▸ ACTIVITY
An exact copy of all the data is required.

——

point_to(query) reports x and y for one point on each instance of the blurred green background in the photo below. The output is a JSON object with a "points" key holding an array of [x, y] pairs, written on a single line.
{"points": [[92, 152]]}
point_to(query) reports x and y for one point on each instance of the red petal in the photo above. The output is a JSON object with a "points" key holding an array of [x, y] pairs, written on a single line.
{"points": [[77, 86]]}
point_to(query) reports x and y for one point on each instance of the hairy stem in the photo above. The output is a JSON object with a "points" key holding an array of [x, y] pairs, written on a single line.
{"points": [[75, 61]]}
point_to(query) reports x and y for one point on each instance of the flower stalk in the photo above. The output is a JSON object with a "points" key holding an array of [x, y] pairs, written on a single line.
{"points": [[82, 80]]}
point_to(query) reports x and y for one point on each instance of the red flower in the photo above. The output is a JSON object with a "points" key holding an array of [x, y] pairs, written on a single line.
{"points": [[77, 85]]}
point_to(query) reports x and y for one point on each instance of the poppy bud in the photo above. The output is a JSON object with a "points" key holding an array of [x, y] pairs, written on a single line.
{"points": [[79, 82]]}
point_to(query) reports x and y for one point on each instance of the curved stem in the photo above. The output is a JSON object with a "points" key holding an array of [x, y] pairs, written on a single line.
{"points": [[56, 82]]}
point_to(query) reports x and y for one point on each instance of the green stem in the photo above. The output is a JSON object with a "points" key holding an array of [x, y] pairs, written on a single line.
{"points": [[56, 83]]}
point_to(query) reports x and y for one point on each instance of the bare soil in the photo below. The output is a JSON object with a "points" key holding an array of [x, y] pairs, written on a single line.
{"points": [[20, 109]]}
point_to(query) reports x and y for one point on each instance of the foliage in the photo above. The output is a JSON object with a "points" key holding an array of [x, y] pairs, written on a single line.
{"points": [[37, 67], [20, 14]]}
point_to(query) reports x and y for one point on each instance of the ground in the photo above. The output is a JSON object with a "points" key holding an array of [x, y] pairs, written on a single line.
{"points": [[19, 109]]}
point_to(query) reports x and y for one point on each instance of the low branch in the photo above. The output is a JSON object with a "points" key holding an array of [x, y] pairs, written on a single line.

——

▸ RESPONSE FOR THIS EXERCISE
point_to(query) reports x and y for one point on each instance of the blurred green background in the photo below. The output is a JSON object with a "points" key holding an array of [x, y] pairs, written on a single line.
{"points": [[92, 152]]}
point_to(query) reports x and y for one point on each instance of the red petal in the photo above. The output is a JSON object with a "points" key holding an array of [x, y] pairs, written on a single line.
{"points": [[77, 86]]}
point_to(query) reports x and y for one point on each instance of the hairy stem in the photo above. The output is a JSON object with a "points" key holding an array of [x, y] pairs, written on a single line.
{"points": [[75, 61]]}
point_to(query) reports x and y for one point on each instance of the flower stalk in the photo above. The output is a JSON object with a "points" key holding an array of [x, y] pairs, written on a single line.
{"points": [[82, 80]]}
point_to(query) reports x and y for one point on each instance of the red flower in the photo above. The output is a JSON object with a "points" key holding an array of [x, y] pairs, written on a single line.
{"points": [[77, 85]]}
point_to(query) reports x and y for one point on each instance of the poppy bud in the photo above. The output is a JSON object with a "points" key holding an array of [x, y] pairs, written on a single line.
{"points": [[79, 82]]}
point_to(query) reports x and y for one point on each instance of the curved stem in the photo above. The output is a JSON object with a "points" key holding an array of [x, y] pairs, written on a single line.
{"points": [[56, 82]]}
point_to(query) reports x and y for one point on each instance of the green stem in the photo above. The output is a JSON object with a "points" key holding an array of [x, y] pairs, written on a single line.
{"points": [[56, 83]]}
point_to(query) reports x and y for one point on each instance of the bare soil in the photo below. The output is a JSON object with a "points" key holding an array of [x, y] pairs, written on a single line.
{"points": [[20, 109]]}
point_to(query) reports x and y for one point on each instance of the foliage in the photo above. The output is a JSON object with a "points" key holding an array of [x, y] pairs, written on a single line.
{"points": [[37, 67], [20, 14]]}
point_to(query) reports x and y for one point on each instance of the ground in the photo above. The output is a JSON object with a "points" key holding an array of [x, y] pairs, written on a single line.
{"points": [[19, 109]]}
point_to(query) reports x and y for one point on each instance of the low branch in the photo above. The output is a JSON object with a "points" key holding an array of [x, y] pairs, written on a single line.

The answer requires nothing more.